*Passage provided:*

****************************************

= Iberogast =

Liquid formulation of nine herbs

Iberogast, also known as STW5, is a liquid formulation of nine herbs used for functional dyspepsia and irritable bowel syndrome. A proprietary blend, it was developed in Germany in 1961 and is available (without prescription) in other countries. Named after the genus (Iberis) of one of its ingredients, it is also claimed to possess anti-inflammatory, antioxidative and free radical–inhibiting properties as well as the ability to reduce gastric acid secretion.

Iberogast is a mixture of extracts from bitter candytuft (Iberis amara), angelica root (Angelicae radix), milk thistle fruit (Silybi mariani fructus), celandine herb (Chelidonium majus), caraway fruit (Carvi fructus), liquorice root (Liquiritiae radix), peppermint herb (Menthae piperitae folium), balm leaf (Melissae folium), and chamomile flower (Matricariae flos).

****************************************

*Supplied information:*
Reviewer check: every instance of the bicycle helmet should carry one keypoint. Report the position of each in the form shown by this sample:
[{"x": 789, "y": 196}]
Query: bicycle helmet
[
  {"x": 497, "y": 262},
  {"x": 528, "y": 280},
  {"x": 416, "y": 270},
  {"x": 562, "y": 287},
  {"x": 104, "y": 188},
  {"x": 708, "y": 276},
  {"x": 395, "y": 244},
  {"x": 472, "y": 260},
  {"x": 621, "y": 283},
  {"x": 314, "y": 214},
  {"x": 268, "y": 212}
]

****************************************

*Task list:*
a: Rewrite the stretch of the Iberogast text from "Iberogast, also known" through "gastric acid secretion.", replacing "without prescription" with "over the counter".
b: Summarize the Iberogast text in two sentences.
c: Continue the Iberogast text from where it stops.

*Outputs in order:*
a:
Iberogast, also known as STW5, is a liquid formulation of nine herbs used for functional dyspepsia and irritable bowel syndrome. A proprietary blend, it was developed in Germany in 1961 and is available (over the counter) in other countries. Named after the genus (Iberis) of one of its ingredients, it is also claimed to possess anti-inflammatory, antioxidative and free radical–inhibiting properties as well as the ability to reduce gastric acid secretion.

b: Iberogast, also called STW5, is a proprietary liquid formulation of nine herbs that was developed in Germany in 1961, is available without prescription in other countries, and is used for functional dyspepsia and irritable bowel syndrome. It combines extracts of bitter candytuft, angelica root, milk thistle fruit, celandine herb, caraway fruit, liquorice root, peppermint herb, balm leaf, and chamomile flower.

c:
== Medical uses ==

A 2004 meta-analysis comprising three randomized placebo-controlled studies with a total of 173 patients suggested that Iberogast was more effective than placebo in relieving "the most bothersome gastrointestinal symptom" of functional dyspepsia as identified by each patient. Additionally, a single reference-controlled study was discussed, comparing Iberogast to the prokinetic cisapride in the treatment of "'functional dyspepsia of the dysmotility type'" and finding no significant differences in efficacy or tolerability. This paper noted that, while Iberogast seems to consistently provide symptomatic relief to patients, its efficacy is more evident "with associated symptoms of gastro-oesophageal reflux or predominance of epigastric pain." It suggests a synergy of therapeutic mechanisms provided by the complex interactions between the GI tract and each individual component of Iberogast. It also supports a promising safety profile for the formulation, but notes that its results must be confirmed in larger studies in order to provide any recommendations regarding the efficacy or safety of Iberogast in the treatment of functional dyspepsia.

== Safety ==

In Germany, Iberogast has come under investigation after one patient died of liver failure. In 2018, the company producing Iberogast (Bayer) has been forced by authorities to print warnings about rare cases of liver toxicity. A former employee of Bayer was under criminal investigation related to Bayer's long resistance to declare the dangers of Iberogast.